Worin liegt die Motivation von Dienstleistern, online Rabatt zu geben? Zentrale Argumente der ersten Couponing-Phase wie „Reichweite“ und „Neukunden“ haben ausgespielt. Die Couponing-Welt steht vor einer neuen Phase. Und wer im Couponing langfristig als Dienst für Dienstleister überleben möchte, muss neue Argumente finden. Das grundsätzliche Problem im Couponing ist bislang die Transformation von „Schnäppchenjäger“ in „Neukunden“. Eher ein Versprecher als ein Versprechen. Im Zeitalter der Big-Data-Lösungen wird der Endkunde bis ins Detail gescreent, bevor ihn ein Algorithmus als „perfekten“ Kunden zu einem Dienstleister schickt. Doch der Kampf um die Daten ist aufwendig und komplex. Wie „perfekt“ der „perfekte“ Kunde ist, wird sich noch zeigen. Ist der pragmatische Coupon als Rabattgeschäft am Ende der gigantischen Datenanalyse überlegen?
Mobile Couponing muss sich neu erfinden
Alle Couponing-Plattformen haben einen gemeinsamen Nenner: Ihre Communities bestehen aus äußerst preissensitiven Personen. Schnäppchenjäger halt. Schnäppchenjäger können alles Mögliche sein – kulinarische Genießer, Fußballfans, Rockmusiker – aber für nur wenige Dienstleister sind sie der „perfekte“ Kunde. Mobile Couponing muss sich für die Phase „Couponing reloaded“ neu erfinden.
Nachhaltig sind Couponing-Plattformen nur, wenn sie die Zielsetzung ihrer Dienstleister erfüllen. Wer als Dienstleister nur „bekannter“ werden wollte, ist mit herkömmlichen Portalen teilweise sehr gut gefahren. Wer sich das Ziel gesetzt hat, „Neukunden“ durch Couponing zu gewinnen, mag als Dienstleister von gängigen Rabatt-Portalen enttäuscht sein. Für diesen Zweck war (und ist) es schlichtweg (noch) nicht das richtige Mittel. Die Conversion Rate ist zu schlecht: Zu wenige Schnäppchenjäger kommen wieder zurück und zahlen den vollen Preis.

------------------------------------

> [Aufgabenstellung]
Schreibe den Text über die neue Phase des Couponings im Anschluss an seinen letzten Satz weiter.

------------------------------------

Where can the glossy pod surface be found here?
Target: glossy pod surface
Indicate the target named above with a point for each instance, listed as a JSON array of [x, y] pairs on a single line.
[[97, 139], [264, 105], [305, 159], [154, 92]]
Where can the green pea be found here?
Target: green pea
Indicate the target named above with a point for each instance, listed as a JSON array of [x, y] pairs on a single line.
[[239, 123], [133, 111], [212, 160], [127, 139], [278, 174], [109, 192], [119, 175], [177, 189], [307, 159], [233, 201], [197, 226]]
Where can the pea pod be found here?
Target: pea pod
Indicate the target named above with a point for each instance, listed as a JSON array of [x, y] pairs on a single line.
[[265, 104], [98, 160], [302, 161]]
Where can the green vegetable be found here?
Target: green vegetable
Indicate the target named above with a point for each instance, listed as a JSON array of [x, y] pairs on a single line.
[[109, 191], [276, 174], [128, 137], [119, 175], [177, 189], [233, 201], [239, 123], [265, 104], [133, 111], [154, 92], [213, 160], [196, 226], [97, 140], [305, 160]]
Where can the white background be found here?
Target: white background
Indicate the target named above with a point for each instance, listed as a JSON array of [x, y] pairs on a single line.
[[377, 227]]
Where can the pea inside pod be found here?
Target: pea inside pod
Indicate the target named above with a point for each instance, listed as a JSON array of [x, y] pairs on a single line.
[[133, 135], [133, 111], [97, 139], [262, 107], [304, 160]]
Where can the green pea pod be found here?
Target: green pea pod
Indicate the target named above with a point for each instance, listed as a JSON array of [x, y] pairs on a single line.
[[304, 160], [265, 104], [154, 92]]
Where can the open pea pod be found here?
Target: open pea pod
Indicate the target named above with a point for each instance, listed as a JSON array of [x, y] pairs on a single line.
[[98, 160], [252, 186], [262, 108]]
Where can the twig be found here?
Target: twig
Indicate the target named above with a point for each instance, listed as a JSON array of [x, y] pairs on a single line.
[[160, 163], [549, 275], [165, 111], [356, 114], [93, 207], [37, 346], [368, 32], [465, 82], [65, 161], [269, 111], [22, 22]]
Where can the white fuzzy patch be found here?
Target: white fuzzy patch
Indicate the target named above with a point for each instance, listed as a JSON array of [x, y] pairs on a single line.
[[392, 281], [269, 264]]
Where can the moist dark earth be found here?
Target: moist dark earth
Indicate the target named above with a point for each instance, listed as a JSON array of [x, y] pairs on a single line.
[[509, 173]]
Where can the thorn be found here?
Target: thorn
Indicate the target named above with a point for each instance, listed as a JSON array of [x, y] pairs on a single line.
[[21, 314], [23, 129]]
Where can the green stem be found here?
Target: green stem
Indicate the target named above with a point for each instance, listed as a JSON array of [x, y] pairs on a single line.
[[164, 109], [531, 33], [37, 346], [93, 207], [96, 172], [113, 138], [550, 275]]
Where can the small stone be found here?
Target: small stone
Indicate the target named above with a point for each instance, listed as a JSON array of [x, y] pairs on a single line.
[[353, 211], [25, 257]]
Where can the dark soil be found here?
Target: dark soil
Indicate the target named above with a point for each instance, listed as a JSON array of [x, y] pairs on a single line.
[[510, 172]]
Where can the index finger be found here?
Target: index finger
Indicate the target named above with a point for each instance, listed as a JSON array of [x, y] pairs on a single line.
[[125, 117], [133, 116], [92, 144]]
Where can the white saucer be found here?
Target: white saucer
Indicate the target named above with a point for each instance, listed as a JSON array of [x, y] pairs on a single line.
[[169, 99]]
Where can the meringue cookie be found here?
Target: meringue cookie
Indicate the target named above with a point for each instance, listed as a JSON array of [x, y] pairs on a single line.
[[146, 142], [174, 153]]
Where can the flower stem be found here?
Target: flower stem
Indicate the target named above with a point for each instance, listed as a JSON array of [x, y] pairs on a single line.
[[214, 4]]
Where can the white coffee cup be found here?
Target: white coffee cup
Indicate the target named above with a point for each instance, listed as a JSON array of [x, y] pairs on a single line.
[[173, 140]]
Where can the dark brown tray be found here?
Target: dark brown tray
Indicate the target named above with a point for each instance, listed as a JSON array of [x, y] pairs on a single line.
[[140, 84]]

------------------------------------

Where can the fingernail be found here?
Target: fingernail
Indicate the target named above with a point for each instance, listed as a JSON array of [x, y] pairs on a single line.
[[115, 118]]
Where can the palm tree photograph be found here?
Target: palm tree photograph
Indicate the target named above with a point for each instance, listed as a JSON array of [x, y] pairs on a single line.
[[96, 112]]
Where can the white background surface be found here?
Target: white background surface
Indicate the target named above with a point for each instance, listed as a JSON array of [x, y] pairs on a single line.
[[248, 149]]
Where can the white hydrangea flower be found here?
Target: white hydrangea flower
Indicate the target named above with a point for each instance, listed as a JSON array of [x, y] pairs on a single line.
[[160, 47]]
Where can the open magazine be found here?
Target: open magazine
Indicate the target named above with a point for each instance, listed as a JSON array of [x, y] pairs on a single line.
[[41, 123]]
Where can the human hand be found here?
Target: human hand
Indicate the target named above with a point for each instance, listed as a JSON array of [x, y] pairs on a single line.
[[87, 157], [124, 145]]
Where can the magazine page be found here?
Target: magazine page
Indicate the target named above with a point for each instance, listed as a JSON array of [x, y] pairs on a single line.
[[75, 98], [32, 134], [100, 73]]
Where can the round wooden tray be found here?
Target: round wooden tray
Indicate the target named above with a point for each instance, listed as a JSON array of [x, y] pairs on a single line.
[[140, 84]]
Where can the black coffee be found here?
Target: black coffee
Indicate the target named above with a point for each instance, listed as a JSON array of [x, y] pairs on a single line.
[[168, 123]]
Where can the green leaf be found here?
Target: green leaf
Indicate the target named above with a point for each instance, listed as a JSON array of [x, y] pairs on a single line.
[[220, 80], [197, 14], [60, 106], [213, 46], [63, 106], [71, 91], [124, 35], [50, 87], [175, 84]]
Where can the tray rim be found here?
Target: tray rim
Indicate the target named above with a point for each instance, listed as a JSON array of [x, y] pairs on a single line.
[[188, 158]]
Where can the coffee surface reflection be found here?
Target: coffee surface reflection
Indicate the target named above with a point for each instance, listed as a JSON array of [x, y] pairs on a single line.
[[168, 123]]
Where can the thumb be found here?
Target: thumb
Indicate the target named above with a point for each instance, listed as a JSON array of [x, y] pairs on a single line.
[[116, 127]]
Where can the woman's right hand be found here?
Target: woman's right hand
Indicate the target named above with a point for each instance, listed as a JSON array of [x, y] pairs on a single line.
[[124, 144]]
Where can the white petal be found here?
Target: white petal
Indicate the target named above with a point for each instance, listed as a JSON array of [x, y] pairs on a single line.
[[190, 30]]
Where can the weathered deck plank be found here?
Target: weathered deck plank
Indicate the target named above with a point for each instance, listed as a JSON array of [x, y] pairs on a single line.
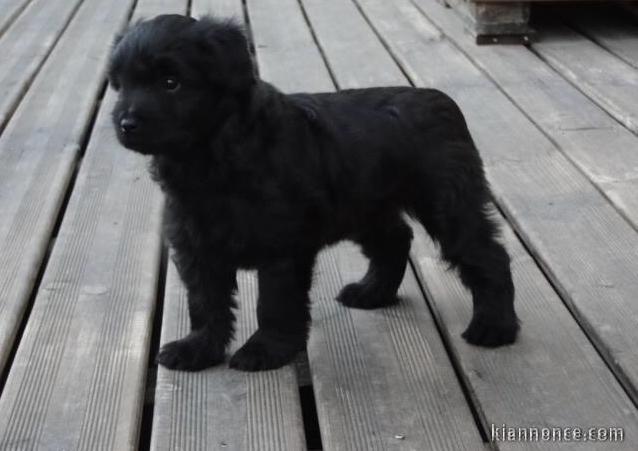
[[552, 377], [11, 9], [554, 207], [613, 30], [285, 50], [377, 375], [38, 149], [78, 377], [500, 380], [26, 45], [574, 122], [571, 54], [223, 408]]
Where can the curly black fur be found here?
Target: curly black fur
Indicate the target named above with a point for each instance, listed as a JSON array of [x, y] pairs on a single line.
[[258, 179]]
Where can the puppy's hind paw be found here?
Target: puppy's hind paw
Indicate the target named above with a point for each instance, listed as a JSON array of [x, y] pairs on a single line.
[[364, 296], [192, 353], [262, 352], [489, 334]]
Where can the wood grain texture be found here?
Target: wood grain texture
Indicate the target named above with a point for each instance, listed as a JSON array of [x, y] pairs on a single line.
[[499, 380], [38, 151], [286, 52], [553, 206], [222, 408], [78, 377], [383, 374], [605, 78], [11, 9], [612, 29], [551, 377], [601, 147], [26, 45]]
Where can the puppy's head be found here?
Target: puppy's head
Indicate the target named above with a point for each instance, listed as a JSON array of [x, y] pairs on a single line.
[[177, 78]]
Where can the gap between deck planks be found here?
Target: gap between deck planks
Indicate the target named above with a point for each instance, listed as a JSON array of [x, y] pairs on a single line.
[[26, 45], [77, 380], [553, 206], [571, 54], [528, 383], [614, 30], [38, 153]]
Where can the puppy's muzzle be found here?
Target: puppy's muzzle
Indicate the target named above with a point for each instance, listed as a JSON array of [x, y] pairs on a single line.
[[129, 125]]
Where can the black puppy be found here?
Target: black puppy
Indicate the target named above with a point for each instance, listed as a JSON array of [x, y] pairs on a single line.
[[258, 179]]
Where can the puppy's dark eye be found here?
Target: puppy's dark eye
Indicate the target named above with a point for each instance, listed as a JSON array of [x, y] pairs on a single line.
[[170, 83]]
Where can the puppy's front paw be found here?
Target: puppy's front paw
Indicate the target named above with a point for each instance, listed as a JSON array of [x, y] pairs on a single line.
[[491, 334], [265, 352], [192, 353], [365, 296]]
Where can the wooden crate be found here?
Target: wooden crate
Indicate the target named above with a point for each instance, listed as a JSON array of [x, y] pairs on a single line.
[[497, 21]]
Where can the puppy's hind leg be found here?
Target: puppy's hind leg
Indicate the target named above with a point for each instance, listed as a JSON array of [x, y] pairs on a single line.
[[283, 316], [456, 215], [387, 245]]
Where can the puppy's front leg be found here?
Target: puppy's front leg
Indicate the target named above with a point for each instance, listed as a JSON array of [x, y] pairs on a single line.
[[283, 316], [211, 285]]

------------------------------------

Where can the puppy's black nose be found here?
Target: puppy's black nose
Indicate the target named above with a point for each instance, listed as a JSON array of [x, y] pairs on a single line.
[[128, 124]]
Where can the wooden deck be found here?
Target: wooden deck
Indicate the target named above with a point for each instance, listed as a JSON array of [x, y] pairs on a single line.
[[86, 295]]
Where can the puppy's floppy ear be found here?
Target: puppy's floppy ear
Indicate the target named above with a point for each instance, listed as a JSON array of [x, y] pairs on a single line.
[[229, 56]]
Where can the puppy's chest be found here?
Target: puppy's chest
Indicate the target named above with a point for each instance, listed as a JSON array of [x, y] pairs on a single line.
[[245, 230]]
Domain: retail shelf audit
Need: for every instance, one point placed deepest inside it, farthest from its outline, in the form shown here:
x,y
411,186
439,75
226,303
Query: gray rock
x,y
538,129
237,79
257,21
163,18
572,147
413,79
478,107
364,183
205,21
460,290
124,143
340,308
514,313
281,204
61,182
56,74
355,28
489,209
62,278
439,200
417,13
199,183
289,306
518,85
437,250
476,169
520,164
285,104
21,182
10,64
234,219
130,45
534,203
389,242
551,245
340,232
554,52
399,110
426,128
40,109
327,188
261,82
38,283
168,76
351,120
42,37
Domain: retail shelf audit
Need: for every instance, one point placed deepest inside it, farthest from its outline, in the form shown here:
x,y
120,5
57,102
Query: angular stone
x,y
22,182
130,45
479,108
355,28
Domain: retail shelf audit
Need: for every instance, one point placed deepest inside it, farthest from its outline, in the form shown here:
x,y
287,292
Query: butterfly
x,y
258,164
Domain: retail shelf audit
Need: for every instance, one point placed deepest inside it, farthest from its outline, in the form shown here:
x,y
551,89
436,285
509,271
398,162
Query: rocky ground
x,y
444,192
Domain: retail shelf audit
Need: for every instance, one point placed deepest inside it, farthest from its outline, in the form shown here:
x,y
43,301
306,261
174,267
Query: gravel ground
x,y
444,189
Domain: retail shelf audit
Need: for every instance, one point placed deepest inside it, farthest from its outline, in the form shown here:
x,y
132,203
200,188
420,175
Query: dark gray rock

------------------------------------

> [Ergebnis der Aufgabe]
Neuer Mehrwert – Faktor X
Wer in Zukunft im Mobile Couponing überleben möchte, muss den Zweck seines eigenen Dienstes überdenken. Neukunden? Werbung? Das wird im Vertrieb immer schwieriger, glaubhaft zu erläutern. Der ein oder andere Neukunde wird zwar kommen, aber das reicht nicht. Das kann Big Data besser – zumindest für große Dienstleister. Mobile Couponing hat andere Vorteile. Entscheidend für die Zukunft ist ein neuer Mehrwert jenseits der Neukundengewinnung – der Faktor X. Die dafür wichtigste technologische Voraussetzung ist geschaffen: Das Lokalisieren der Smartphone-Besitzer. Jetzt gilt es, erforderliche technologische Features rasch zu integrieren und gerade im Vertrieb neuen Mehrwert für Dienstleister klar zu definieren und zu kommunizieren. Je nach strategischer Ausrichtung besteht der Faktor X aus mehreren der folgenden Punkte:
Orientierungsfunktion: Dienstleister in Nebenstraßen sparen zwar Miete, dafür gibt es keine Passanten, die zwischendurch hineinschneien. Gerade Dienstleister, die unweit von Haupteinkaufsstraßen liegen, können durch die Präsenz auf Smartphone-Applikationen Kunden in ihrer Nähe auf sich aufmerksam machen. Dazu muss der Rabatt nicht unbedingt wer weiß wie hoch sein – vorausgesetzt Qualität und Service des Dienstleisters sind ohnehin schon sehr gut.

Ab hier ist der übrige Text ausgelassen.